MATERIAL FOR THE TASK ▸
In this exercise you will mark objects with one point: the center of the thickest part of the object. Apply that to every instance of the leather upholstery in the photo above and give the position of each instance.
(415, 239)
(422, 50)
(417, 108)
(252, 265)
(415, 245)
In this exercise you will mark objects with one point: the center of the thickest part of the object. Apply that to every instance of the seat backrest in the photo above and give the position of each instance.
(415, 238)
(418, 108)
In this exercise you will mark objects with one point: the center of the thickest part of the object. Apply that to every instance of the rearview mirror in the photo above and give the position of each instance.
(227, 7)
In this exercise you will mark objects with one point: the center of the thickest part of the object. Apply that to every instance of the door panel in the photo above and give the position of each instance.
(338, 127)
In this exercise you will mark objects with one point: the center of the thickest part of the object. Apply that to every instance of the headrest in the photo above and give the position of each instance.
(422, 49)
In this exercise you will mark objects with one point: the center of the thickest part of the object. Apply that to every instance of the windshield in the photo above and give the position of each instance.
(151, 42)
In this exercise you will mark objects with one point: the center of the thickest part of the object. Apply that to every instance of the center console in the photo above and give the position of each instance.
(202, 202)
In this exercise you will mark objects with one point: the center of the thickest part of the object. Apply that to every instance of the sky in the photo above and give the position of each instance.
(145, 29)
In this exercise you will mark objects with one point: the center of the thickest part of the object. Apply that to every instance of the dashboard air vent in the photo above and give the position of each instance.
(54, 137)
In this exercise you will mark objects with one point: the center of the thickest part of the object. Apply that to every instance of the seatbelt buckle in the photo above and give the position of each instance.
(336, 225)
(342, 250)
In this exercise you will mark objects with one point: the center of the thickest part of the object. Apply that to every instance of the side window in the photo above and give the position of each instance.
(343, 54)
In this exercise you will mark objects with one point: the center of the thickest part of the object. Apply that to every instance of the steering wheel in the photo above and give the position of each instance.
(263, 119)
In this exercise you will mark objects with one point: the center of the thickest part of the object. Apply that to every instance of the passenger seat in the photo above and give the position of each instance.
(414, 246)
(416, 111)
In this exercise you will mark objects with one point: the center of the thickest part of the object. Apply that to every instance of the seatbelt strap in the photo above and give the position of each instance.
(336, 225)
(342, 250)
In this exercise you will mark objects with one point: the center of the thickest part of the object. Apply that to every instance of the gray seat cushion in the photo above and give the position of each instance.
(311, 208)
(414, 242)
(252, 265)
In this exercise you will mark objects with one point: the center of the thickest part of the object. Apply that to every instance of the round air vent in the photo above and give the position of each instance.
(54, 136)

THE PROBLEM ▸ Only the lines from the line with "of the round" to the final line of the entries are to be returned, each exactly as written, both ends included.

EXERCISE RESULT ▸
In this exercise you will mark objects with one point: the center of the thickest part of the object. Apply that to every instance of the round air vent in the photo above and give the position of each instance.
(54, 136)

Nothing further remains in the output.